Copy each of the records below line for line, changing nothing.
>> BEGIN Dataset entries
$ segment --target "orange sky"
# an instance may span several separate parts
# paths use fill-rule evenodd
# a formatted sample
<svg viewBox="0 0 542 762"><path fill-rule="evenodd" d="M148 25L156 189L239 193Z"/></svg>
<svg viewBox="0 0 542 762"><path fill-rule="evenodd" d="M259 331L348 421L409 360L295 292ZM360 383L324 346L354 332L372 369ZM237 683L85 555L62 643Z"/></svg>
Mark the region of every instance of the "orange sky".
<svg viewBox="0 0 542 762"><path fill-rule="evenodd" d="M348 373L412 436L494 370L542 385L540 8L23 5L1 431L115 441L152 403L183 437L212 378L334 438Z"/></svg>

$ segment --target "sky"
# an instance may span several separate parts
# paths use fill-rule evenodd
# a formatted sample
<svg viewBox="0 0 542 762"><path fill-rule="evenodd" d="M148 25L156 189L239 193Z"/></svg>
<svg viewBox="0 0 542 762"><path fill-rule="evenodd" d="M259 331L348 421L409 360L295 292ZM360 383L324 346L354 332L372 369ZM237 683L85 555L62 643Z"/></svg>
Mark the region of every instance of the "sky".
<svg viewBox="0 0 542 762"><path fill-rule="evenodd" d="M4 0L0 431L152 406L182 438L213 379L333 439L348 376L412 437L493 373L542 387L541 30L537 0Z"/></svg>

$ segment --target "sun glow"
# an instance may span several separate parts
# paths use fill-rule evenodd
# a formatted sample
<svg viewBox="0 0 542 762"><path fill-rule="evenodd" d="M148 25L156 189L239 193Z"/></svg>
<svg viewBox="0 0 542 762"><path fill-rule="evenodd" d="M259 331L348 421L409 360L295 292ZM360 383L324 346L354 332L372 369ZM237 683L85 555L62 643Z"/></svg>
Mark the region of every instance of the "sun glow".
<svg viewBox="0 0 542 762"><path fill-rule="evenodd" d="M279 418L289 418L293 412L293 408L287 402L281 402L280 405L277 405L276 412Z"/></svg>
>> END Dataset entries
_Output of the exercise:_
$ segment --target "orange sky"
# an instance may span several separate parts
# paths use fill-rule evenodd
# a formatted sample
<svg viewBox="0 0 542 762"><path fill-rule="evenodd" d="M148 25L156 189L239 193Z"/></svg>
<svg viewBox="0 0 542 762"><path fill-rule="evenodd" d="M259 331L348 421L409 360L295 292ZM360 383L324 346L354 332L372 369ZM237 683L85 555L62 643Z"/></svg>
Mark the region of every instance of the "orange sky".
<svg viewBox="0 0 542 762"><path fill-rule="evenodd" d="M348 373L412 436L494 370L542 385L540 8L23 5L1 431L115 441L152 403L183 437L212 378L334 438Z"/></svg>

$ segment --target "sky"
# an instance may span several separate parts
# paths use fill-rule evenodd
# a formatted sample
<svg viewBox="0 0 542 762"><path fill-rule="evenodd" d="M148 25L156 189L239 193Z"/></svg>
<svg viewBox="0 0 542 762"><path fill-rule="evenodd" d="M259 331L348 421L409 360L295 292ZM360 383L324 346L354 332L372 369ZM237 683L85 555L62 643Z"/></svg>
Mark the region of every instance of the "sky".
<svg viewBox="0 0 542 762"><path fill-rule="evenodd" d="M4 0L0 431L152 406L182 438L213 379L333 439L348 376L412 437L493 373L542 387L541 30L537 0Z"/></svg>

$ segment --target "sun glow"
# an instance may span several separate parts
# paths use fill-rule evenodd
# a formatted sample
<svg viewBox="0 0 542 762"><path fill-rule="evenodd" d="M148 25L156 189L239 193Z"/></svg>
<svg viewBox="0 0 542 762"><path fill-rule="evenodd" d="M259 331L348 421L409 360L295 292ZM360 383L324 346L354 332L372 369ZM237 683L85 555L62 643Z"/></svg>
Mark the region of every instance of the "sun glow".
<svg viewBox="0 0 542 762"><path fill-rule="evenodd" d="M279 418L289 418L293 412L293 408L287 402L281 402L280 405L277 405L276 412Z"/></svg>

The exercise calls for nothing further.